Il più intimo fra i libri della trilogia, per il tema che tratta: il rapporto con noi stessi davanti alla vita che finisce. Cosa succede dei nostri rimpianti, dei fallimenti e delle occasioni perse per sempre?

Canto della pianura (Plainsong) – II libro

Prima edizione 1999

“A Holt c’ere quest’uomo, Tom Guthrie, se ne stava in piedi alla finestra della cucina, sul retro di casa sua, fumava una sigaretta e guardava fuori, verso il cortile posteriore su cui proprio in quel momento stava spuntando il giorno. Quando il sole ebbe raggiunto la sommità del mulino a vento, l’uomo rimase a guardare la luce che si faceva sempre più rossa sulle alette di acciaio e sulla coda, alte sulla piattaforma in legno.”

Lente di ingrandimento puntata in questo caso sull’inizio della vita, sul suo sbocciare a dispetto delle avversità del mondo.

Crepuscolo (Eventide) – III libro

Prima edizione 2004

“Tornarono dalla scuderia nella luce obliqua del primo mattino. I fratelli McPheron, Harold e Raymond. Vecchi che si avvicinavano a una vecchia casa alla fine dell’estate. Attraversarono il vialetto sterrato, superarono il furgone e l’automobile parcheggiata accanto alla recinzione in rete metallica e varcarono il cancello l’uno dopo l’altro.”

In Crepuscolo ritroviamo alcuni dei protagonisti di Canto della Pianura, nel più malinconico dei libri della trilogia. Preparate i fazzoletti.

Le nostre anime di notte (Our Souls at Night)

Estratti di dati di etichettatura dei luoghi:
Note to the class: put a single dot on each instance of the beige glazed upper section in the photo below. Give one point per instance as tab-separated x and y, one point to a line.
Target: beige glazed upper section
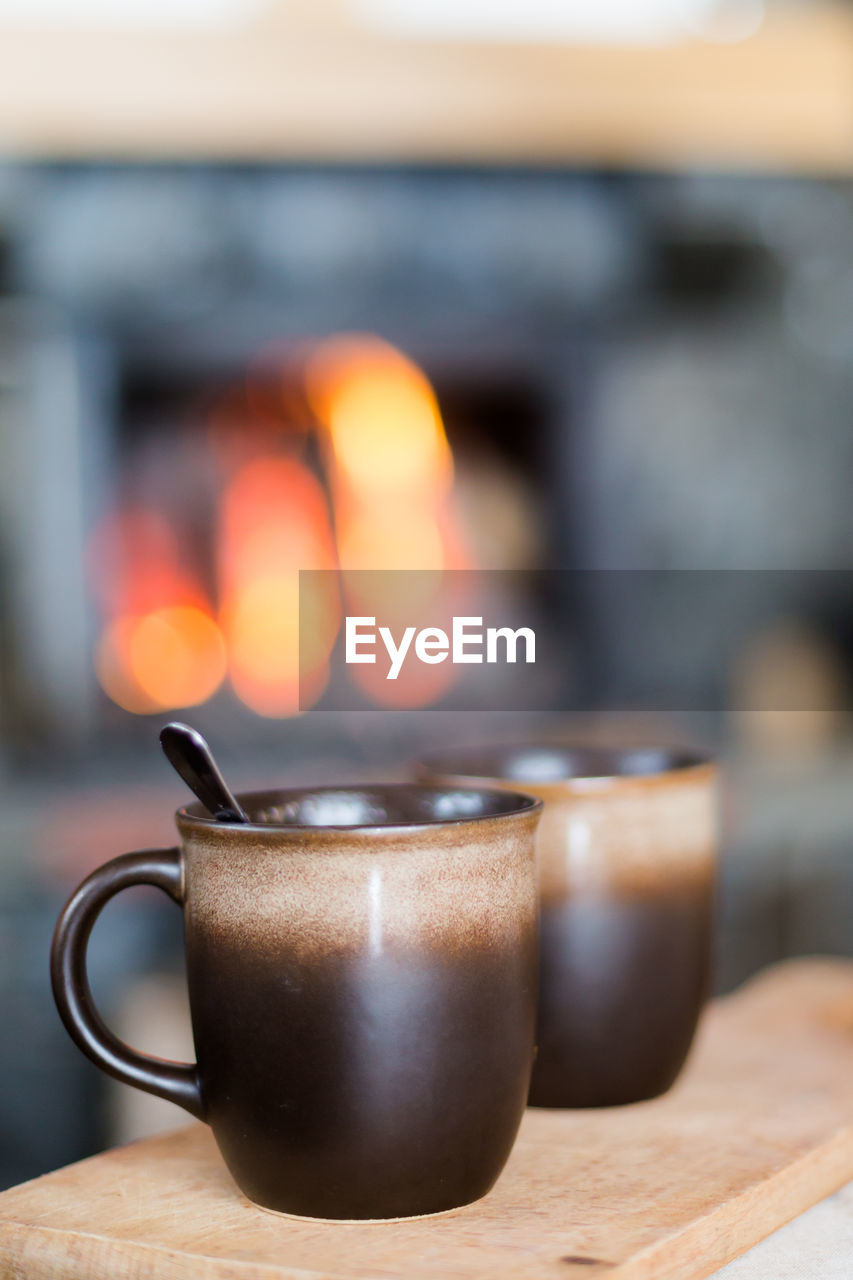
642	832
438	883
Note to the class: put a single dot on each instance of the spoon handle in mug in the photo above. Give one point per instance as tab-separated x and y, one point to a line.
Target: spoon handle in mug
177	1082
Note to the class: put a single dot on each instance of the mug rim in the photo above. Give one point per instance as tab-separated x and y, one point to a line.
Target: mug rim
674	762
507	804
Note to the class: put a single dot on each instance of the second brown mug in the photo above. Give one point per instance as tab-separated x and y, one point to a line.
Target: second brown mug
626	867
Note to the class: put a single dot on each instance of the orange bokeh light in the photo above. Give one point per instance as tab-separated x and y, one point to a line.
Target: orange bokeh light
172	657
388	470
274	521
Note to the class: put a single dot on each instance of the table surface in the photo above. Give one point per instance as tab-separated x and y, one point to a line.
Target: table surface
816	1246
758	1128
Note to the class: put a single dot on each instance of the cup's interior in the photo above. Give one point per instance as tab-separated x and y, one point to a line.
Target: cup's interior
374	807
537	763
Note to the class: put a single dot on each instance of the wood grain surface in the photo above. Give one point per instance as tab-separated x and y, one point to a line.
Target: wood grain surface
758	1128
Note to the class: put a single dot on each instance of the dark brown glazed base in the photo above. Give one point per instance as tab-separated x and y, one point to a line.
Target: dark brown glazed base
364	1087
623	983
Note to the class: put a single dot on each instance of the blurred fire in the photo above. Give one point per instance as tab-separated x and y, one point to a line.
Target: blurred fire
273	522
162	647
387	464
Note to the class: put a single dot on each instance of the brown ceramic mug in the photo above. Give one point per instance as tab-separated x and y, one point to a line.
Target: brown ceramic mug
626	865
363	984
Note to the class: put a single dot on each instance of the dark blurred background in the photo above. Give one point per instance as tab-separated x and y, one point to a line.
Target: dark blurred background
379	284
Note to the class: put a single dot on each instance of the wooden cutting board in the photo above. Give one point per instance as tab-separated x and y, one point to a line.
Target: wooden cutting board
758	1128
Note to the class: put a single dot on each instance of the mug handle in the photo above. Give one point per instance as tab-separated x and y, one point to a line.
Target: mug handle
177	1082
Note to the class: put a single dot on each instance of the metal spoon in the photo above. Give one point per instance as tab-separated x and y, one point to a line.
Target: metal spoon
191	757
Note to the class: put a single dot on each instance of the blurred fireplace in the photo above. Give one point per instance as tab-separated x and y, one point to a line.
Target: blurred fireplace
600	350
153	467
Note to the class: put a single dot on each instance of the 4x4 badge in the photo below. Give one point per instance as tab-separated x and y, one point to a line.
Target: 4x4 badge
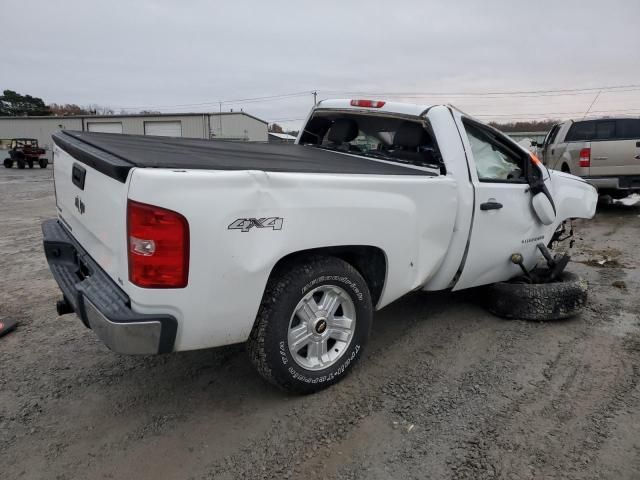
79	205
246	224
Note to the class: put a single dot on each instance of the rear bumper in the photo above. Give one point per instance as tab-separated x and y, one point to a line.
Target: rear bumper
99	302
623	182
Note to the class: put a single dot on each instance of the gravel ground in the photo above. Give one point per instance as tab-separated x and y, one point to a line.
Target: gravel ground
445	390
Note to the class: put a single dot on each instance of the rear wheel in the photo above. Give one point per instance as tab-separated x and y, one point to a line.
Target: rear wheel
312	325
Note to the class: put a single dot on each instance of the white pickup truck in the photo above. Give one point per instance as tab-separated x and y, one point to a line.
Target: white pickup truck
169	244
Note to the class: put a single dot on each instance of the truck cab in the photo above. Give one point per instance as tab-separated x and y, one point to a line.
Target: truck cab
605	152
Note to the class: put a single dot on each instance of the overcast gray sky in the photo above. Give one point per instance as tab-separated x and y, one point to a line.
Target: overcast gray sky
178	55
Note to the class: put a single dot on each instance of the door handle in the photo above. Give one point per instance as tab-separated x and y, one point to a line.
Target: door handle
490	206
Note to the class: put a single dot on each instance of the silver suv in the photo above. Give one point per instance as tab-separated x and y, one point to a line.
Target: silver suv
605	152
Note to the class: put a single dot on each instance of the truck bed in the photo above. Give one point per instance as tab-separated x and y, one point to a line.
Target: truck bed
115	154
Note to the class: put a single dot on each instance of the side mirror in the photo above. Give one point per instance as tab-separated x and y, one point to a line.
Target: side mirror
544	208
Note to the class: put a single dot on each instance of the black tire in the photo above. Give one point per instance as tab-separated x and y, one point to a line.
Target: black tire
268	342
543	301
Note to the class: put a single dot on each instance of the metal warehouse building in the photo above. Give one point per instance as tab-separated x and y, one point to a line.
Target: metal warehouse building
235	126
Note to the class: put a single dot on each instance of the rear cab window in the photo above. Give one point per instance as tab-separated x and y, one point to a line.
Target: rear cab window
388	137
497	159
604	129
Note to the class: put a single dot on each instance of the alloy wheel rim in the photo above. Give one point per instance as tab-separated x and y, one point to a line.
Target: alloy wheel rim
321	327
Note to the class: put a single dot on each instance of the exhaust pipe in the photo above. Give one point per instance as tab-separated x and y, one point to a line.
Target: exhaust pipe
63	306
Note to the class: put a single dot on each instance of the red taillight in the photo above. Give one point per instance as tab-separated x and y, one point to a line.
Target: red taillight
367	103
585	158
158	246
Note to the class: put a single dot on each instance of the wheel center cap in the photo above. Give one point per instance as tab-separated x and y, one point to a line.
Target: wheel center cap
321	326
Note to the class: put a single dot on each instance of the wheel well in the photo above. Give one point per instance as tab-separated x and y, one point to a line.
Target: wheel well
370	262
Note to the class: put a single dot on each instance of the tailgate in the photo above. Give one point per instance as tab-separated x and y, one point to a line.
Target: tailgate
92	204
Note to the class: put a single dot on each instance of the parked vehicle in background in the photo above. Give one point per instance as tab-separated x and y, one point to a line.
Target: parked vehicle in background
168	244
605	152
25	151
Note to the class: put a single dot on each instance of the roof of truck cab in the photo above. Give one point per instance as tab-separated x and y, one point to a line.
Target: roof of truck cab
388	107
115	154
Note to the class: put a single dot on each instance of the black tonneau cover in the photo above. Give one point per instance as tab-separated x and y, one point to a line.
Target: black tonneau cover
115	154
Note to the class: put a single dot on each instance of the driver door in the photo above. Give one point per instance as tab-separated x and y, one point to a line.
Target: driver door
503	220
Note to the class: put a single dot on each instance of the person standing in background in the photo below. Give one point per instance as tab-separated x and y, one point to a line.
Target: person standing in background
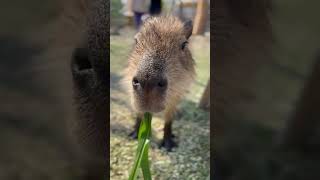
139	8
155	7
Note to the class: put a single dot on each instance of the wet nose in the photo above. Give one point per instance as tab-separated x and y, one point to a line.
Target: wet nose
158	83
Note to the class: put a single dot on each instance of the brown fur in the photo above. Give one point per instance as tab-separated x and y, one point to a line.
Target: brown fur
82	95
160	40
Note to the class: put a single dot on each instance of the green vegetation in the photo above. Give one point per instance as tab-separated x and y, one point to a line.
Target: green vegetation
143	149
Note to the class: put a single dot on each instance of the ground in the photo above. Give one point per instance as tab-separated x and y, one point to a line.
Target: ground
191	126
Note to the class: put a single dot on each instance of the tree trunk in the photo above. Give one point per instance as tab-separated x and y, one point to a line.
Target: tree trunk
302	126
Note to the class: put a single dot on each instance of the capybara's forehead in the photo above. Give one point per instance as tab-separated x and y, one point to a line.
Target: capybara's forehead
163	27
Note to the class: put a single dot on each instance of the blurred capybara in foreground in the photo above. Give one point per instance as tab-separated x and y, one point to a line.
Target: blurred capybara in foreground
77	51
160	70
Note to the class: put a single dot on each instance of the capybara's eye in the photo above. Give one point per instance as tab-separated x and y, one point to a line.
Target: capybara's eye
184	44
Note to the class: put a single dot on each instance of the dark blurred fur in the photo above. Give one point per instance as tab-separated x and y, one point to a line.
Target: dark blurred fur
80	37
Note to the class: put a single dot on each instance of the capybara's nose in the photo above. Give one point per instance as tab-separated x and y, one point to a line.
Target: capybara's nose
158	83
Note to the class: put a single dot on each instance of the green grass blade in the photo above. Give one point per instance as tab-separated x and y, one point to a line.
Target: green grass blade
141	147
145	165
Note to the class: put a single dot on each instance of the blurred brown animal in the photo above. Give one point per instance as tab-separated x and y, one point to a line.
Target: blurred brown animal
160	70
241	45
80	35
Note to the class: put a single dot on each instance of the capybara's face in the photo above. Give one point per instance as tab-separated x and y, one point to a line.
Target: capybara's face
160	65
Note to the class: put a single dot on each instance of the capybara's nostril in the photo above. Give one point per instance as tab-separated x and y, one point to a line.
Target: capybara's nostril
135	82
162	83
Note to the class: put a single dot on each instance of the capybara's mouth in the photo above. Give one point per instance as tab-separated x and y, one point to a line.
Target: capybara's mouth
149	106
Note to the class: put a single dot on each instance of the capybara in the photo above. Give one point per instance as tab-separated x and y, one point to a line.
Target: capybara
77	50
160	70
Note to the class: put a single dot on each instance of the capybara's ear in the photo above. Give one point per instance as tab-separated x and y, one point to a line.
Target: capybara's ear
188	28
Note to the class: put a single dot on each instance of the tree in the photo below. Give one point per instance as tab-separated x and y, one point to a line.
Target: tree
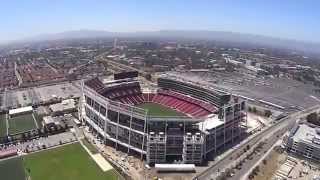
264	161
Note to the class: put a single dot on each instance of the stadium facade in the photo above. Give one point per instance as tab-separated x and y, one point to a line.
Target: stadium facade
211	119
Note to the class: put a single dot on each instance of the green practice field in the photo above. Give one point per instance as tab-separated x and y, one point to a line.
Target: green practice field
70	162
3	126
159	110
12	169
21	123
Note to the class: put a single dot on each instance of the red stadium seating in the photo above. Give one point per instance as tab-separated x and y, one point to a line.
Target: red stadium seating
130	93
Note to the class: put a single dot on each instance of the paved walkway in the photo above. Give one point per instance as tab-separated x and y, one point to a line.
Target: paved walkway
98	158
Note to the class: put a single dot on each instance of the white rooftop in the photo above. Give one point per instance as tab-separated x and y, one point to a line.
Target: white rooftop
20	110
307	134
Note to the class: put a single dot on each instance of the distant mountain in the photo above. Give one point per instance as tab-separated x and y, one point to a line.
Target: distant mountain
203	35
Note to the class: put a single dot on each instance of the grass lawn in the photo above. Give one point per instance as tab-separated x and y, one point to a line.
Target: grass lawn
159	110
12	169
91	148
70	162
21	123
3	126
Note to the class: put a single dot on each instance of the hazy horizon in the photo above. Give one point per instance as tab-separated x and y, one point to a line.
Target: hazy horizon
296	20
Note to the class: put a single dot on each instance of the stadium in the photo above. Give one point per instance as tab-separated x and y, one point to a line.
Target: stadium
178	122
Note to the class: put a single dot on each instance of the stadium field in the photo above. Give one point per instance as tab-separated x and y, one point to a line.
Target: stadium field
3	126
159	110
12	169
70	162
21	123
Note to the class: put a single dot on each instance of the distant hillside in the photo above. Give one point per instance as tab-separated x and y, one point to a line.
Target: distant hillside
208	35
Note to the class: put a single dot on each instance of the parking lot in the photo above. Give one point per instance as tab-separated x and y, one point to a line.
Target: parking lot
25	97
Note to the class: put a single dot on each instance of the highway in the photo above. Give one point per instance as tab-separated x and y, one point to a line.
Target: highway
276	129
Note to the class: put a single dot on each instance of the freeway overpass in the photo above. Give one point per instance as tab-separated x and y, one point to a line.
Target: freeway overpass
281	125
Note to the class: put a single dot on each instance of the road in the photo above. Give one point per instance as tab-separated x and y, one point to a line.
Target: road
228	160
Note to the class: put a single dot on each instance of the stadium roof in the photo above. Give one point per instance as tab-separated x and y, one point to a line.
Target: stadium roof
210	123
20	110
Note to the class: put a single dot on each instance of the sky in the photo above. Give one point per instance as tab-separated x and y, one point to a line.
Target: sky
290	19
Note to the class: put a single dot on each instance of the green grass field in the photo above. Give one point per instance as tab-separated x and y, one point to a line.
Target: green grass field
12	169
70	162
159	110
3	126
21	123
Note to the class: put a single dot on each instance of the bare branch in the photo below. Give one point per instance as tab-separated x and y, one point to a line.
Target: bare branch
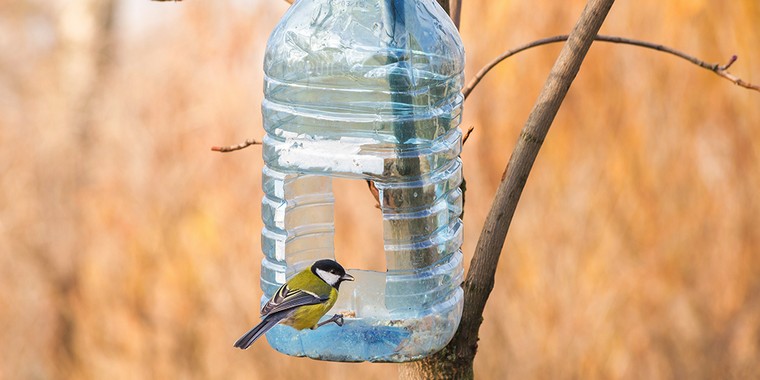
714	67
456	359
232	148
455	11
467	134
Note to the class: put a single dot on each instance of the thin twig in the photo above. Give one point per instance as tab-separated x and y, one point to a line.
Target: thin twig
232	148
718	69
467	134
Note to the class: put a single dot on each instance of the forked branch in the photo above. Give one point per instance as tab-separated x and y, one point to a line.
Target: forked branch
721	70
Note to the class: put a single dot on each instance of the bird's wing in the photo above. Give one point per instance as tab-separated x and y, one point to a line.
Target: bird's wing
287	299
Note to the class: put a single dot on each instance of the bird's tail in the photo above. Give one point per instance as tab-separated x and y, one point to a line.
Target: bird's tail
248	338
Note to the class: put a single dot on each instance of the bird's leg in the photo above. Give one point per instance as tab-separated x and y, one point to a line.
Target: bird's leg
337	318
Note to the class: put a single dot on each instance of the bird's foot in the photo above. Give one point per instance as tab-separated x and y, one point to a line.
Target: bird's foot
337	318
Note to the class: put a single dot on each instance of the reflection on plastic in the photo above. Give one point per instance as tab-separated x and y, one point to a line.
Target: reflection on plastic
366	90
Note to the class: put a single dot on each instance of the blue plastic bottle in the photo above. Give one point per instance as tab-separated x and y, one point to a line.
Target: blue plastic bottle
366	90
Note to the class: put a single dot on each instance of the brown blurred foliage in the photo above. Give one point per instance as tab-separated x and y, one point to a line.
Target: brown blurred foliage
129	250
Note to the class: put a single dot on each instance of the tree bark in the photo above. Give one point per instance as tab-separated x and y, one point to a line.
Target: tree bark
455	361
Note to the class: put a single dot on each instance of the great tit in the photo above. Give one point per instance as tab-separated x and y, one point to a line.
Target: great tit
301	301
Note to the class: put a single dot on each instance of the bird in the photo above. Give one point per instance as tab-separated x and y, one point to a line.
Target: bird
302	301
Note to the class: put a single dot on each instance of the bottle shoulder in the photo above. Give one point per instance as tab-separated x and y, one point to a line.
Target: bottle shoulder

Attività da svolgere –
(A) Ricopia dal testo sulla trilogia il brano compreso tra "Lente di ingrandimento" e "Preparate i fazzoletti.", estremi inclusi.
(B) Secondo il testo sulla trilogia, in che anno è uscita la prima edizione di Crepuscolo?

Risposte scritte –
(A)
Lente di ingrandimento puntata in questo caso sull’inizio della vita, sul suo sbocciare a dispetto delle avversità del mondo.

Crepuscolo (Eventide) – III libro

Prima edizione 2004

“Tornarono dalla scuderia nella luce obliqua del primo mattino. I fratelli McPheron, Harold e Raymond. Vecchi che si avvicinavano a una vecchia casa alla fine dell’estate. Attraversarono il vialetto sterrato, superarono il furgone e l’automobile parcheggiata accanto alla recinzione in rete metallica e varcarono il cancello l’uno dopo l’altro.”

In Crepuscolo ritroviamo alcuni dei protagonisti di Canto della Pianura, nel più malinconico dei libri della trilogia. Preparate i fazzoletti.

(B) Nel 2004.